#### Texte source
##############################

Prononcé publiquement le Jeudi 17 Septembre 1998, par la 3ème Chambre des Appels Correctionnels.

Sur appel d’un jugement du T.G.I. DE FOIX du 6 JANVIER 1998

Retour PARTIES EN CAUSE DEVANT LE COUR :

Les prévenus sont assistés de Maître ROQUAIN et de Maître GARSON, avocats au barreau de Toulouse.

Retour RAPPEL DE LA PROCEDURE :

LE JUGEMENT :
Le tribunal, par jugement en date du 6 janvier 1998, a déclaré :

SUR L’ACTION CIVILE :
LES APPELS :
Appel a été interjeté par :
DEROULEMENT DES DEBATS :

A l’audience publique du 8 juillet 1998, le Président a constaté l’identité des prévenus.

Ont été entendus : ...

Le Président a ensuite déclaré que l’arrêt serait prononcé le 17 septembre 1998.


Retour DECISION :

MM. EVANS, Mac CULLOCH et Madame TWO ont relevé appel le 09/01/1998 des dispositions pénales et civiles du jugement rendu le 06/01/1998 par le tribunal correctionnel de FOIX.

Ces appels, réguliers en la forme et interjetés dans le délai légal, sont recevables.

Les faits à l’origine de la procédure sont les suivants :

Le 16 septembre 1996, sur dénonciation émanant de Monsieur VIGNE, demeurant au lieu-dit Tapia, commune de Dun, les gendarmes de la brigade de Mirepoix ont procédé à une enquête sur un chantier de réfection de la toiture d’une maison située dans ce hameau et appartenant à Mme Sarah TWO, ressortissante britannique.

Les investigations effectuées ont permis d’établir que la propriétaire des lieux, membre de l’association " Système d’Echange Local " (S.E.L.) pyrénéen, avait confié ces travaux à M. Robert EVANS, demandeur d’emploi, et à M. John Mac CULLOCH, enseignant, tous deux ressortissants anglais, également adhérents à cette association.

Mme TWO déclare avoir acheté des fournitures pour un montant proche de 20.000 francs.

Elle précisait que les outils et une bétonnière avaient été amenés par MM EVANS et Mac CULLOCH, que les travaux avaient duré environ 15 jours, que les exécutants de l’ouvrage ne venaient pas tous les jours ni à des heures régulières, ce que les intéressés devaient confirmer.

##############################

#### Données fournies

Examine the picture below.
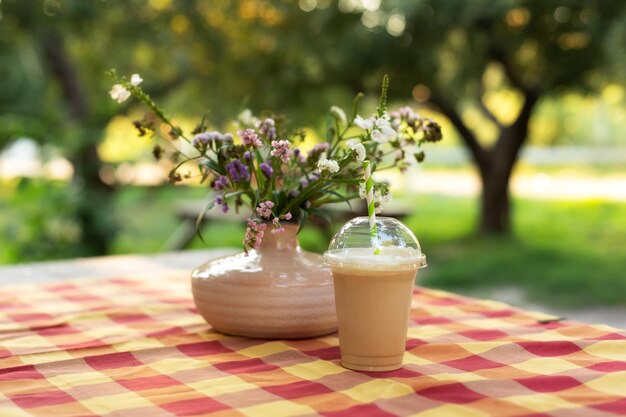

##############################

#### À faire
1. Répondez à ces questions d'après l'arrêt :
(a) À quelle date s'est tenue l'audience publique ?
(b) Quelle brigade de gendarmerie a mené l'enquête sur le chantier ?
(c) Pour quel montant approximatif Mme TWO déclare-t-elle avoir acheté des fournitures ?
2. Expliquez, en vous fondant sur l'arrêt, pour quelle raison les appels sont déclarés recevables.
Appuyez-vous exclusivement sur l'arrêt.

#### Réponses
1.
(a) Le 8 juillet 1998.
(b) La brigade de Mirepoix.
(c) Un montant proche de 20.000 francs.

2. Les appels sont déclarés recevables parce qu'ils sont réguliers en la forme et qu'ils ont été interjetés dans le délai légal.